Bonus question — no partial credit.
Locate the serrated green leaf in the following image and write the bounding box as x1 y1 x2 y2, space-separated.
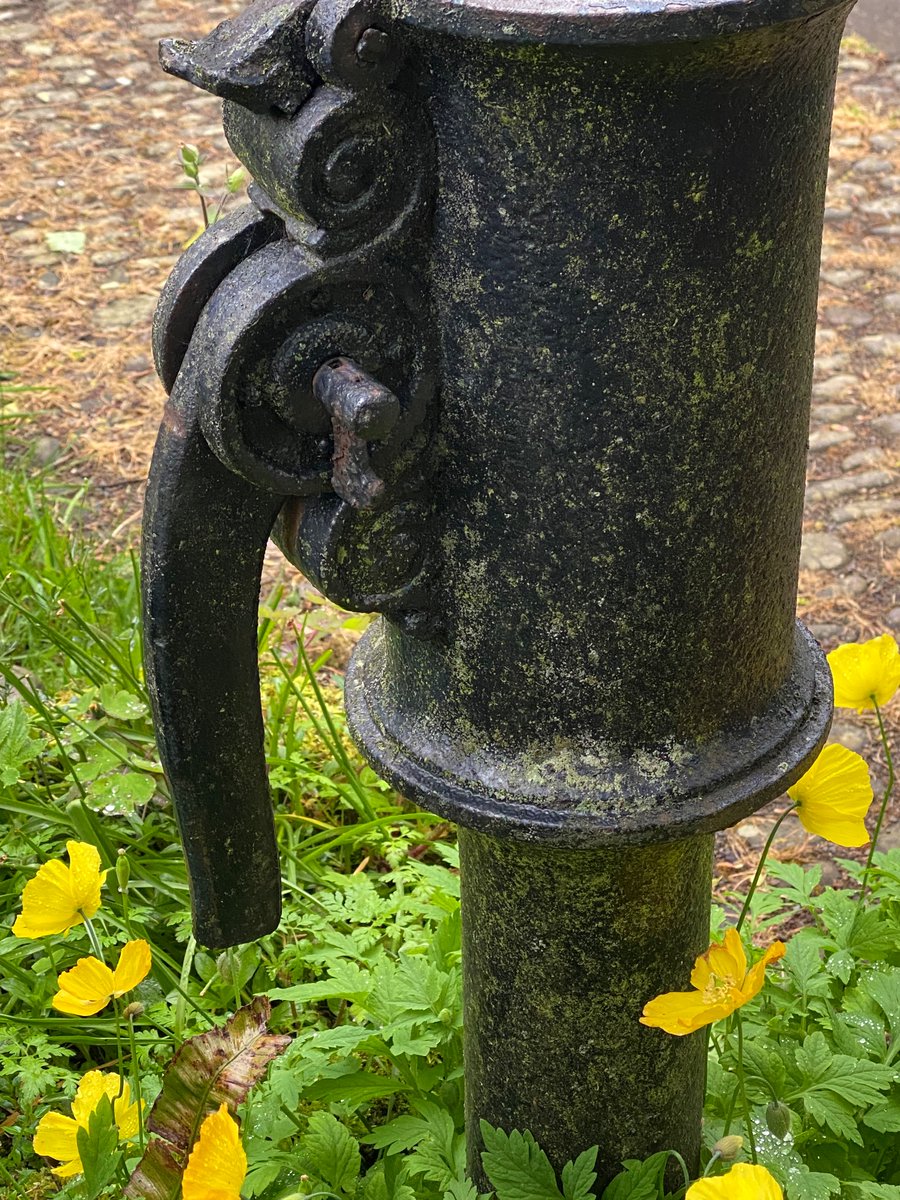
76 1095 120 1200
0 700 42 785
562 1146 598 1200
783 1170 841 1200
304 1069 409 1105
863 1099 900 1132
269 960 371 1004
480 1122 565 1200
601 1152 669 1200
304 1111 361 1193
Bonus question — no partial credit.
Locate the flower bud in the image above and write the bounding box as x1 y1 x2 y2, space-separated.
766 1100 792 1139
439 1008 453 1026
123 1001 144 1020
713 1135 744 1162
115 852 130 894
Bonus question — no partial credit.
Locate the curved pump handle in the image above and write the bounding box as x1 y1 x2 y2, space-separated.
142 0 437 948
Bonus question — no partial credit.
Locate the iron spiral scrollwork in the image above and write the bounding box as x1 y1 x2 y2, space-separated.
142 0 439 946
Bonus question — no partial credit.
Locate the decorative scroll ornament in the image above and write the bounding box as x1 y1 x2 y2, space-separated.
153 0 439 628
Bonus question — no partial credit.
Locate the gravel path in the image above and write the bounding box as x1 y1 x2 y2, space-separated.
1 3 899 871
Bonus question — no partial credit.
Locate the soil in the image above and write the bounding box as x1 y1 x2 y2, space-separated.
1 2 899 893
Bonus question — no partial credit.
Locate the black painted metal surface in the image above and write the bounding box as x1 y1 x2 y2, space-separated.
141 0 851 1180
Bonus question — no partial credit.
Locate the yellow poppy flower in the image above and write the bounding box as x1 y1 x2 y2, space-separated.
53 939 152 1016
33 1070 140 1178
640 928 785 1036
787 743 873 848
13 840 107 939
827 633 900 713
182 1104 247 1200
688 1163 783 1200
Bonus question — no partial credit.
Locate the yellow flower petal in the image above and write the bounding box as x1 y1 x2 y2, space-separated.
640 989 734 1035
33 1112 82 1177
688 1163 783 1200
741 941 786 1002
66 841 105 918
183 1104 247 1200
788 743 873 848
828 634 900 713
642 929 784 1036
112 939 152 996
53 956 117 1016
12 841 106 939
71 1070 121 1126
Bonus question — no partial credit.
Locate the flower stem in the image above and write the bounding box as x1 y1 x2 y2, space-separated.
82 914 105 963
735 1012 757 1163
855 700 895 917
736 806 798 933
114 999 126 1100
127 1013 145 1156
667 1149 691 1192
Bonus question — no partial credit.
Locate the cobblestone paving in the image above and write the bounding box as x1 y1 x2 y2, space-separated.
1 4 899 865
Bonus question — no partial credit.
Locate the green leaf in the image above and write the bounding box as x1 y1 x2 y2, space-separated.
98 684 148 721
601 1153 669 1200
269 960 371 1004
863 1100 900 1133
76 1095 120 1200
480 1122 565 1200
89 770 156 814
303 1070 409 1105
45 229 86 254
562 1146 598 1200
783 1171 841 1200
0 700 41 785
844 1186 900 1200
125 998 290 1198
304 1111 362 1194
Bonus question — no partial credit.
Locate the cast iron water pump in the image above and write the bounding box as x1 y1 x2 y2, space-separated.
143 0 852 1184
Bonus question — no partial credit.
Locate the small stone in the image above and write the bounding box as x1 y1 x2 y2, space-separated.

• • • •

WHAT IS NEEDED
Set down each entry above exactly as it appears. Omit the pictures.

SOLUTION
Bonus question — no partial credit.
Locate the serrated green leaf in the following image and write the bounding box as x1 y1 x2 y2, space-separated.
76 1095 120 1200
0 700 42 785
562 1146 598 1200
783 1170 841 1200
304 1069 409 1105
863 1099 900 1132
269 960 371 1004
480 1122 565 1200
601 1152 669 1200
304 1111 361 1193
Bonus question — no partial credit.
Locate the flower bud in the image above and write the bounding box as x1 y1 x2 y2, space-separated.
766 1100 792 1139
439 1008 453 1026
123 1001 144 1020
713 1135 744 1162
115 852 130 894
Bonus question — no partial credit.
Locate the curved pump handle in the image above and write the bounding box as x1 y1 x2 y2, space-separated.
142 0 437 948
Bonus question — no partial credit.
Locate the iron spiral scrollwork in the image above and write the bounding box as x1 y1 x2 y2, space-separated.
142 0 439 946
Bonus question — no partial credit.
Locate the decorative scroll ornament in the image above and write the bounding box as x1 y1 x2 y2, space-separated.
153 0 439 628
Bonus question — no partial credit.
Locate the gravel path in the image above and write the bounding box as x1 y1 x2 y2, space-separated.
1 3 899 871
Bonus question — no partial credit.
Locate the soil in the image above and write the bounding box as x1 y1 x2 y2, space-separated.
1 2 899 893
Bonus question — no partial credit.
Locate the black painted metal surface in the image above and write the bounding box as x1 y1 x2 y2, space-separated.
141 0 851 1180
Bonus question — no partial credit.
Locate the yellow poppy flower in the image above and write the bounding box as x1 y1 x2 y2, space-separated.
53 939 152 1016
33 1070 140 1178
640 928 785 1036
787 743 873 848
13 840 107 939
827 633 900 713
182 1104 247 1200
688 1163 783 1200
Bonus question — no partial credit.
Locate the yellow flower petal in the image above and write the bounding box as x1 y1 x2 y2, space-separated.
640 989 734 1035
33 1112 82 1177
688 1163 783 1200
741 941 786 1002
66 841 105 918
183 1104 247 1200
788 743 873 848
828 634 900 713
642 929 784 1036
112 939 152 996
53 956 117 1016
12 841 106 939
71 1070 121 1126
Bonus question — no partial credit.
Locate the flower stem in the image above and write the bounding box as x1 y1 x2 y2, space-separated.
82 914 105 963
735 1012 757 1163
855 700 895 917
736 806 798 933
114 999 126 1100
127 1013 145 1156
667 1149 691 1192
Bonus question — no partial credit.
Locate the cobblestone paving in the image above and write the bounding box as x1 y1 x2 y2, space-separated.
1 4 899 865
Bonus question — no partial credit.
Locate the green leaf in the image above and write the bounding box as x1 y1 x2 y2, space-separated.
98 684 148 721
601 1153 669 1200
269 960 371 1004
863 1100 900 1133
76 1095 120 1200
480 1122 565 1200
89 770 156 814
303 1070 409 1105
45 229 86 254
562 1146 598 1200
783 1171 841 1200
0 700 41 785
844 1186 900 1200
125 998 290 1198
304 1111 362 1194
Bonus question — no partial credit.
Locate the cast iron water pump in the image above and write the bounding box as x1 y1 x2 y2, space-separated.
143 0 852 1184
Bonus question — no partial credit.
Locate the small stone in the image above and write the bounding box as x1 y1 x2 y2, space-separated.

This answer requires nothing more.